Friday, January 30, 2009

The Dissertation Starts

I have (finally) officially passed comps. My advisor added her third and final signature to the comps form in our meeting this afternoon, and I have sent it off to the administrators. I've just realized that I forgot to make a copy before doing this, but I haven't had any paperwork problems before, so I refuse to be paranoid about it.

I also have a dissertation topic. This came down to deciding between my comps paper and my published paper. With the comps topic, I have extensive theoretical background but not so much as a single experiment design. With the published topic, I have 2 experiments with significant results, but only the barest awareness of the theoretical background. With either topic, I have a piece of my dissertation completed; the difference is which piece, introduction or "meat". Given that I am nearing the end of my fourth year, with department expectations about graduating in 5 and graduate school rules about graduating in 6, my advisor and I agreed that the safer option is to have some "meat" ready. It's easy enough to conduct lit searches and write an introduction on a deadline, and it's ridiculously optimistic to try to collect data and find significant results on a deadline.

Now we move into the last stage of graduate school: Dissertation. I have the rest of the semester to get up to speed on the theoretical background of my topic and design a plausible series of experiments that can continue to test these issues. And to find at least one person outside my department I can ask to be on my committee; that may be the worst chore of the next few months.

I think the hardest part of the proposal will not be convincing my committee it's meaningful and possible, but convincing myself that my one successful line of research won't turn out to be a complete dud once I start trying to get results. These two studies were just additions to my "real" research, because they could be done easily enough. Will they still be successful once I'm actually depending on getting meaningful results?

Thursday, January 29, 2009

The Perils of Cool Research

A fellow graduate student thinks it's cool and begs for this analysis and that analysis as if I had any chance of understanding the task/data as well as he does (he's writing a review paper; I barely know how it works).

My advisor thinks it's cool and wants to write a brief report to get the results out fast, fast, fast.

(Data provided)
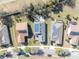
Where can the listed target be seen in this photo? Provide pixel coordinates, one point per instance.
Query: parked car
(1, 57)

(The tasks)
a - Answer these from the graduate school blog:
(i) How many experiments with significant results go with the published topic?
(ii) Within how many years does the department expect students to graduate?
(iii) What kind of paper is the fellow graduate student writing?
b - Decide whether each statement agrees with the graduate school blog, and give yes or no plus the words that settle it:
(i) The comps form was copied before it went to the administrators.
(ii) The comps topic already has at least one experiment design.
(iii) The advisor wants to write a brief report on the cool research.
c - Copy out everything in the graduate school blog from "The Dissertation Starts" down to "paranoid about it.", swapping "administrators" for "graduate office".

(Answers)
a -
(i) 2
(ii) 5
(iii) A review paper

b -
(i) No: "I forgot to make a copy before doing this"
(ii) No: "not so much as a single experiment design"
(iii) Yes: "wants to write a brief report to get the results out fast, fast, fast"

c -
The Dissertation Starts

I have (finally) officially passed comps. My advisor added her third and final signature to the comps form in our meeting this afternoon, and I have sent it off to the graduate office. I've just realized that I forgot to make a copy before doing this, but I haven't had any paperwork problems before, so I refuse to be paranoid about it.